● **Problem statement**
Reproduce exactly the lines below from the one containing "Target: person leaning out of window" through the one containing "Where can the window", including both, and nothing else.

BEGIN Records to process

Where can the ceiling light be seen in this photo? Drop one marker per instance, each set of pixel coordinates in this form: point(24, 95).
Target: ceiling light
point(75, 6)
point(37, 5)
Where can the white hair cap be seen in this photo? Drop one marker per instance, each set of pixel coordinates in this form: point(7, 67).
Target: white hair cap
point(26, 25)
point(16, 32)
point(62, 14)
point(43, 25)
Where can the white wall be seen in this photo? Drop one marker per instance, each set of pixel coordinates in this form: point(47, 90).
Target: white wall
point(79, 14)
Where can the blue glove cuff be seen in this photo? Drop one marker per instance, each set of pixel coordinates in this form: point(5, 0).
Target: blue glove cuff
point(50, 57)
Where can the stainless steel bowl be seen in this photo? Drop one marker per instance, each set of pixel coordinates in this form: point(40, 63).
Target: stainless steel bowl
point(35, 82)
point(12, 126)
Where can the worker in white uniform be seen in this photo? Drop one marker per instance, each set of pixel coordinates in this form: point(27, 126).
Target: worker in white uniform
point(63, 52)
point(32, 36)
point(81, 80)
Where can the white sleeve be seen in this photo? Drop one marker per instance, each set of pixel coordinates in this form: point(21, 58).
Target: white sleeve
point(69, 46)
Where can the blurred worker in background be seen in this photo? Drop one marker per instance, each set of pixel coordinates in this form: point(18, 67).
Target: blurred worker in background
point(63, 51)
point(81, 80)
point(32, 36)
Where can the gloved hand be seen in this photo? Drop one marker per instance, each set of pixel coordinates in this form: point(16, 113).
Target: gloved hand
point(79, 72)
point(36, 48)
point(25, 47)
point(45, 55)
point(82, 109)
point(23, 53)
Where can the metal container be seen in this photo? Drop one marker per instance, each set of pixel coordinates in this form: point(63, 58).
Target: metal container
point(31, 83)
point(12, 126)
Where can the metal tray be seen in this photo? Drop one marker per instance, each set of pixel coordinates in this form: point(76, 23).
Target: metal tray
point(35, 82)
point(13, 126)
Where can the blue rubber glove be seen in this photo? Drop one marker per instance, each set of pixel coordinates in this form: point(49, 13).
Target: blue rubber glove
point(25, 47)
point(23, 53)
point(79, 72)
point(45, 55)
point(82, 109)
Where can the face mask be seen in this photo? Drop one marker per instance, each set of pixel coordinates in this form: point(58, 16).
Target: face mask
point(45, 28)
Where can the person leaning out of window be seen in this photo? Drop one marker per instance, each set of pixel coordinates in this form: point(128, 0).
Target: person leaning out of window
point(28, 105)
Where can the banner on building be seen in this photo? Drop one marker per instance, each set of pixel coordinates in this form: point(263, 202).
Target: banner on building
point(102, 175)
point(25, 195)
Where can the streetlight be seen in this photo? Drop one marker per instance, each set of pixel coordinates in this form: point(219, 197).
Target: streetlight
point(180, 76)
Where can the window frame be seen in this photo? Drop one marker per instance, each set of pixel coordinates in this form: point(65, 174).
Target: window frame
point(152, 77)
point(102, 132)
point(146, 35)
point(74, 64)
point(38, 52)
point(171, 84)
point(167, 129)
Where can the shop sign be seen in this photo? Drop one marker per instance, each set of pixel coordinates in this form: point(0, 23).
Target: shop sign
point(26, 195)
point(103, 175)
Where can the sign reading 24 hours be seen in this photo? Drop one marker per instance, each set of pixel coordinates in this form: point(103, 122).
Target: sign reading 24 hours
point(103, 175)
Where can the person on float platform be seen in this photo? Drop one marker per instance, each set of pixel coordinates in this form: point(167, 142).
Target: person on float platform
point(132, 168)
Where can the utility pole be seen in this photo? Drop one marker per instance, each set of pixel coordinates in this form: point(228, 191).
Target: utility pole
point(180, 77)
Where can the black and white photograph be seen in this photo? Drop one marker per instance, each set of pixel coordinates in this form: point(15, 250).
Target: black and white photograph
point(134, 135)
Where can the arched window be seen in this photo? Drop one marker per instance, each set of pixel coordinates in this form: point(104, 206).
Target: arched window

END Records to process

● **Task result**
Target: person leaning out of window
point(28, 105)
Where can the banner on building be seen in this photo? Drop one marker per instance, each set of pixel coordinates in this form: point(263, 202).
Target: banner on building
point(102, 175)
point(25, 195)
Where can the streetlight be seen in this photo? Drop one marker per instance, each set of pixel coordinates in this form: point(219, 197).
Target: streetlight
point(180, 76)
Where can the window frame be seen in this photo? Drop one marker per instance, each set of pixel coordinates in this form: point(65, 174).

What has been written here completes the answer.